[Collection entries]
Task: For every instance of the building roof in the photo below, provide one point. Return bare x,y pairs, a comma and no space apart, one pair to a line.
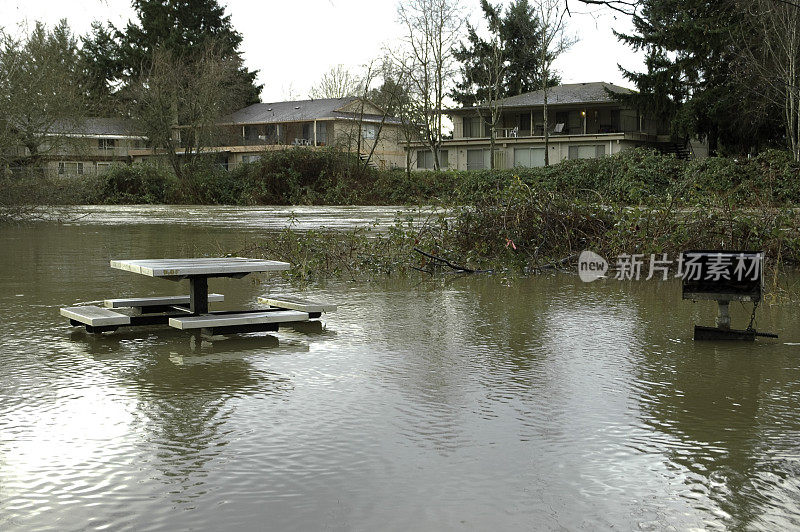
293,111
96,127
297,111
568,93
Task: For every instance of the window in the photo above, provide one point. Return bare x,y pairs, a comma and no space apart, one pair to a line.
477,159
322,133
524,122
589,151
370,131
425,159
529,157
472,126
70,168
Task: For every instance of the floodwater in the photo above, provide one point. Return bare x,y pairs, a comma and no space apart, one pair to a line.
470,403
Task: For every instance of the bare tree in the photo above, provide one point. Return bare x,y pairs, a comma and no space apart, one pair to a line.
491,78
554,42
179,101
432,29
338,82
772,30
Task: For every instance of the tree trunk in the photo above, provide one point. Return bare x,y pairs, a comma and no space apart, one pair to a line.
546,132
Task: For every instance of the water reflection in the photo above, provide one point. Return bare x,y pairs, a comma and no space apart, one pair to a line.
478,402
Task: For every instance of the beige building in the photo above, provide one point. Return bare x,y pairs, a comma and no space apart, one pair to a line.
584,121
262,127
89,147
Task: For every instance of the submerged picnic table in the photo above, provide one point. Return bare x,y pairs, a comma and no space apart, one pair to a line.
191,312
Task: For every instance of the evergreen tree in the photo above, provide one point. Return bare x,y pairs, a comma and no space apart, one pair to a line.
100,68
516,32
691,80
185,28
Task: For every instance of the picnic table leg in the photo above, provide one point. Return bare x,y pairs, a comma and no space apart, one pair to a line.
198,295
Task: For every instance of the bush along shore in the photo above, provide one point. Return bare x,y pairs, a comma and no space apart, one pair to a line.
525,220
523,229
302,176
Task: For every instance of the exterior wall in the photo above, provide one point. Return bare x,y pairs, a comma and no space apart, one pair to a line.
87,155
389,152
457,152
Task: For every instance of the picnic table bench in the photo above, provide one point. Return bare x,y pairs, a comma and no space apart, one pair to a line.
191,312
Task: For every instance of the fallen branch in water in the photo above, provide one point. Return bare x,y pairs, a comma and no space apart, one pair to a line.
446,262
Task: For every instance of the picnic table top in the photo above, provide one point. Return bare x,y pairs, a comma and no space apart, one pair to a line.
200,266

--

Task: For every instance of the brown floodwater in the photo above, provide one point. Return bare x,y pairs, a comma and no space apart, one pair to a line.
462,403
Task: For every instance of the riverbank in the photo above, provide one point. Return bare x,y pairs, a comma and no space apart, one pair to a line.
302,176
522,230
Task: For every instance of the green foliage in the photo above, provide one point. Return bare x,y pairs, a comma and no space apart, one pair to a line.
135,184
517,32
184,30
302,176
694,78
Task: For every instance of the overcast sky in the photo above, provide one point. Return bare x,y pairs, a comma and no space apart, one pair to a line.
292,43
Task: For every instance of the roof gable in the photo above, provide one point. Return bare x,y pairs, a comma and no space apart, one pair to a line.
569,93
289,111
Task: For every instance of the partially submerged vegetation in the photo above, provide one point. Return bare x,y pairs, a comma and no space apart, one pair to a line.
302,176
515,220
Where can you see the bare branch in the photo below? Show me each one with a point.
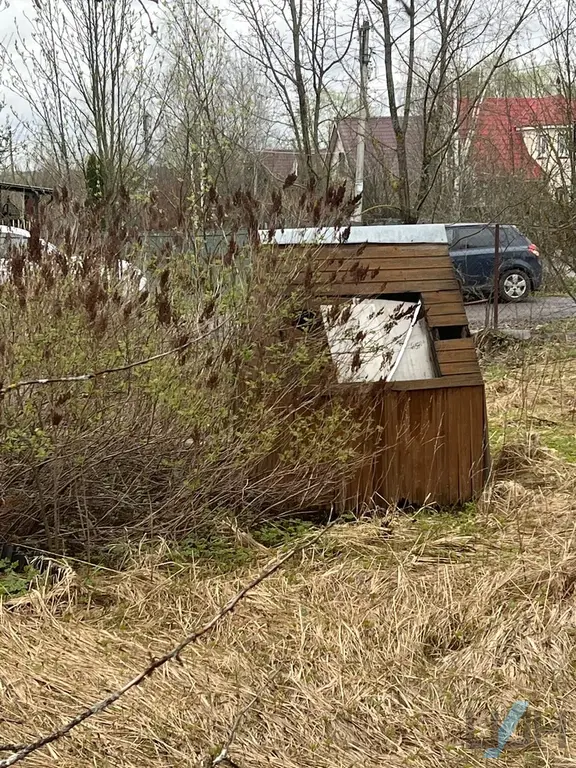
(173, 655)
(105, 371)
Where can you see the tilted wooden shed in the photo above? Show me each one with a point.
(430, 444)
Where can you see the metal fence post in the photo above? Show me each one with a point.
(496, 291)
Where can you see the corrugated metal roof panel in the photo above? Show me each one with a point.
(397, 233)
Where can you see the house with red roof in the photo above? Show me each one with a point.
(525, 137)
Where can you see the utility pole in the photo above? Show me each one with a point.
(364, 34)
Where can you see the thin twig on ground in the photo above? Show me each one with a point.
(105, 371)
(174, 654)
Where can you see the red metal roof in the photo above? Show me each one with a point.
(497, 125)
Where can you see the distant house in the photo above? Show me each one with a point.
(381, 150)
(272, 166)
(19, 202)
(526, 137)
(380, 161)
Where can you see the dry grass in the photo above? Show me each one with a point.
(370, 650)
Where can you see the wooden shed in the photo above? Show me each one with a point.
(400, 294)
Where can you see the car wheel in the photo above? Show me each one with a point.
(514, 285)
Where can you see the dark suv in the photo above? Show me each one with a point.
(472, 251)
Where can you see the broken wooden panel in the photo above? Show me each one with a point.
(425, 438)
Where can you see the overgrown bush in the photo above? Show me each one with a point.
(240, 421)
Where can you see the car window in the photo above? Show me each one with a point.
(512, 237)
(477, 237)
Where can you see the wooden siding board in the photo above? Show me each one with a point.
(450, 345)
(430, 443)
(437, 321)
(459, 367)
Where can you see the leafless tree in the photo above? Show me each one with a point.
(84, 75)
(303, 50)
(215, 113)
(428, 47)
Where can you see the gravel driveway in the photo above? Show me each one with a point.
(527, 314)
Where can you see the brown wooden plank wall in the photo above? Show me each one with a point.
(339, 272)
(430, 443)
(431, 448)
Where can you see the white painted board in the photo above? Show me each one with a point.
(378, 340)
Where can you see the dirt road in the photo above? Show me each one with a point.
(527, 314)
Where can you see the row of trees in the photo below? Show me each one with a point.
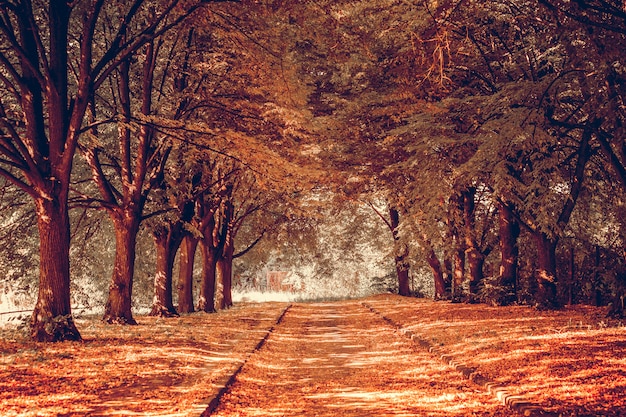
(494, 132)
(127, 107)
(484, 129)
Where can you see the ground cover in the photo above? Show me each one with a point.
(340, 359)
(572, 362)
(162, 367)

...

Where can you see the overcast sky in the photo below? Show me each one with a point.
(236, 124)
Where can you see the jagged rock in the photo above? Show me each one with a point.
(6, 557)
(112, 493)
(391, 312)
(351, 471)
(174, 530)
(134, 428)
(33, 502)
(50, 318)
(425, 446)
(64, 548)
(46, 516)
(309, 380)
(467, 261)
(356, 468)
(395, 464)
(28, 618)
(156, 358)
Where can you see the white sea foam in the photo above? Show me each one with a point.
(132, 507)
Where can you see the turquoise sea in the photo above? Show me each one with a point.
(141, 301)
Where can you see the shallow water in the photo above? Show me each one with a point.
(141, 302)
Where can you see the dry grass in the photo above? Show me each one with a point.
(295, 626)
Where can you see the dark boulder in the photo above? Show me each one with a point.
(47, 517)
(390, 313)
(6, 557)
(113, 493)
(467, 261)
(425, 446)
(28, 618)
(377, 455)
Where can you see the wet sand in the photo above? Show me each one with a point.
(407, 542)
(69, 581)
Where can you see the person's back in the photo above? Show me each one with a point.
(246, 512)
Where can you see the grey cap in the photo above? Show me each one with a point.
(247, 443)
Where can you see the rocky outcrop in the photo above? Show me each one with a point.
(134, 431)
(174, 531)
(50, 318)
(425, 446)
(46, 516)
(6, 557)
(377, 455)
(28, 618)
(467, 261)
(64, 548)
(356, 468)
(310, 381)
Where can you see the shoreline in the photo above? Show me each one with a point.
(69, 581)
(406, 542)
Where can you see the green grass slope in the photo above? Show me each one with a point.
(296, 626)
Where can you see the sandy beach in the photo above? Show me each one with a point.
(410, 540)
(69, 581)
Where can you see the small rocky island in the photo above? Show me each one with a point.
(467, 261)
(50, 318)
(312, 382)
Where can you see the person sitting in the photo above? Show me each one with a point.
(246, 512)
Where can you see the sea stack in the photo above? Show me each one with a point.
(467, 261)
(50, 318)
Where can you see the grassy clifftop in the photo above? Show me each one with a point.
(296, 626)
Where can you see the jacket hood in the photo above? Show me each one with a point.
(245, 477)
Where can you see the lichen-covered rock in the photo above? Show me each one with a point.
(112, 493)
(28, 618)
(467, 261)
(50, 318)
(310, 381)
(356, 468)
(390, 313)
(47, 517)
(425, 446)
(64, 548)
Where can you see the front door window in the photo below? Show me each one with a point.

• _Given instruction_
Reproduce the listing from the line containing "Where can you see the turquoise" through the line containing "Where can you see the front", and nothing more. Swap every "Show me each one with a point" for "Mark each one with a point" and leave everything else untouched.

• _Final result_
Where can you see the turquoise sea in the photo above? Mark each one with a point.
(141, 301)
Where can you see the shallow water in the photo above? Mark each one with a point.
(141, 302)
Where can you see the dry grass in the photo above? Mark each one with a point.
(295, 626)
Where can you see the dark boulder in the photo above? Mark each one with a point.
(47, 517)
(390, 313)
(6, 557)
(113, 493)
(467, 261)
(425, 446)
(28, 618)
(377, 455)
Where can you see the wet sand in the photo above? Mark each one with a point.
(407, 542)
(69, 581)
Where can you see the person's back in the photo above? Mark each one with a point.
(246, 512)
Where can you see the grey cap in the photo above? Mark each one with a point.
(247, 443)
Where can you see the rocky outcrop in the photo above? Mark each one with a point.
(134, 431)
(174, 531)
(50, 318)
(425, 446)
(46, 516)
(6, 557)
(377, 455)
(28, 618)
(467, 261)
(64, 548)
(356, 468)
(310, 381)
Where can you see the shoreline in the photo above? Mark each one with a point.
(69, 581)
(406, 542)
Where can you see the green grass slope in the photo above? Mark each one with a point.
(296, 626)
Where can you see the sandy beach in the photo above? Mark each one with a point.
(410, 540)
(69, 581)
Where can you see the small rocky island in the photo above? Mark each one with a point.
(467, 261)
(50, 318)
(312, 382)
Where can you see the person sitting in the photo above? Mark each one with a point.
(246, 512)
Where can you see the sea stack in the photo above? Mark each one with a point.
(467, 261)
(50, 318)
Where can you see the grassy clifftop in the photo above? Mark each one with a point.
(296, 626)
Where can you see the jacket hood in the photo above? Mark each one with a point.
(245, 477)
Where can you see the lichen-covered rock in the photo above? Mark each one with a point.
(112, 493)
(28, 618)
(467, 261)
(50, 318)
(310, 381)
(356, 468)
(390, 313)
(47, 517)
(425, 446)
(64, 548)
Where can you see the front door window in the photo below? Mark each one with a point.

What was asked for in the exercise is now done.